------ Selected extract

# How to get an updated tree of all bird families from Open Tree of Life
In order to run these examples, you need to have installed the OpenTree package. Please see instructions at https://github.com/OpenTreeOfLife/python-opentree/blob/ms/INSTALL.md

Currently (Nov 2020) this tutorial requires a newer version of python-opentree than is available on PyPi, please follow the instuctions for a local installation.

In [1]:
from opentree import OT, taxonomy_helpers, util

To avoid typographical errors and confusing synonomies, OpenTree relies on unique identifiers to refer to taxa. These can be found by searching on the website, or 

In [2]:
aves = OT.get_ottid_from_name('Aves')

In [3]:
aves

81461

You can see more about this taxon at https://tree.opentreeoflife.org/taxonomy/browse?name=81461

## Fuzzy matching
Using get_ottid_from_name requires an exact string match - if nothing is returned for your taxon of interest, you can try approximate matches.

In [4]:
typo = OT.get_ottid_from_name('Avez')

Exact match to name Avez not found in taxonomy.
Try using `resp = OT.tnrs_match(["Avez"], do_approximate_matching=True)`

                                                   resp.response_dict 

                                        to find fuzzy matches


In [5]:
res = OT.tnrs_match(['avez'], do_approximate_matching=True)

------------

* What is asked:
1: In the Open Tree of Life tutorial, what identifier does the lookup for the name 'Aves' return?
2: Carry on the Open Tree of Life tutorial from the point where it stops.
The listing that comes next is separate material, unrelated to the tutorial.

------ Supplied information

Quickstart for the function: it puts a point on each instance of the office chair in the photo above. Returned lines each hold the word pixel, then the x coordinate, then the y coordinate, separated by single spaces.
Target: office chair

------------

* Results for the exercise:
1: 81461

2:
res.response_dict

{'context': 'All life',
 'governing_code': 'undefined',
 'includes_approximate_matches': True,
 'includes_deprecated_taxa': False,
 'includes_suppressed_names': False,
 'matched_names': ['avez'],
 'results': [{'matches': [{'is_approximate_match': True,
     'is_synonym': False,
     'matched_name': 'Aves',
     'nomenclature_code': 'ICZN',
     'score': 0.75,
     'search_string': 'avez',
     'taxon': {'flags': [],
      'is_suppressed': False,
      'is_suppressed_from_synth': False,
      'name': 'Aves',
      'ott_id': 81461,
      'rank': 'class',
      'source': 'ott3.2draft9',
      'synonyms': ['avian', 'Lophorus', 'Lepturus', 'Phyllomanes'],
      'tax_sources': ['ncbi:8782', 'worms:1836', 'gbif:212', 'irmng:1142'],
      'unique_name': 'Aves'}}],
   'name': 'avez'}],
 'taxonomy': {'author': 'open tree of life project',
  'name': 'ott',
  'source': 'ott3.2draft9',
  'version': '3.2',
  'weburl': 'https://tree.opentreeoflife.org/about/taxonomy-version/ott3.2'},
 'unambiguous_na

# Getting a list of taxa in a group by rank
While the OpenTree taxonomy is not rank focused, it does track rank information from component taxonomies, which we can use to capture families. The fastest way to access these data is to download the OpenTree taxonomy directly.

In [8]:
# You can download the taxonomy by going to https://tree.opentreeoflife.org/about/taxonomy-version/ott3.2
# or by running these commands:
# you can set 'loc' to wherever you wany to store the taxonomy files.
taxonomy_helpers.download_taxonomy_file(version = 3.2, loc = '../..')

'../../ott3.2'

In [9]:
bird_families = taxonomy_helpers.get_ott_ids_group_and_rank(group_ott_id=aves, 
                                                            rank='family', 
                                                            taxonomy_file='../../ott3.2/taxonomy.tsv')
# By default this query prunes taxa that are not included in synth
# (usually bc they are extinct and we have no phylogentic input information)
# To get a list of taxa including those excluded from synth, run the same command with synth_only = False
#e.g.
# bird_families = taxonomy_helpers.get_ott_ids_group_and_rank(group_ott_id=aves, 
#                                                            rank='family', 
#                                                            synth_only = False,
#                                                            taxonomy_file='../../ott3.2/taxonomy.tsv')

Gathering ott ids from group with ott id 81461.


In [10]:
len(bird_families)

196

# Requesting a  tree
To get the relationships between these taxa we request a labelled induced synth tree

In [12]:
ret = taxonomy_helpers.labelled_induced_synth(ott_ids = bird_families, label_format="name_and_id")


This return value packages togther a bunch of information in a dictionary. We can see what the keys are:

In [14]:
ret.keys()

dict_keys(['labelled_tree', 'original_tree', 'unknown_ids', 'non-monophyletic_taxa', 'supporting_studies', 'label_map'])

The labelled tree is the central output. It is a dendropy Tree object.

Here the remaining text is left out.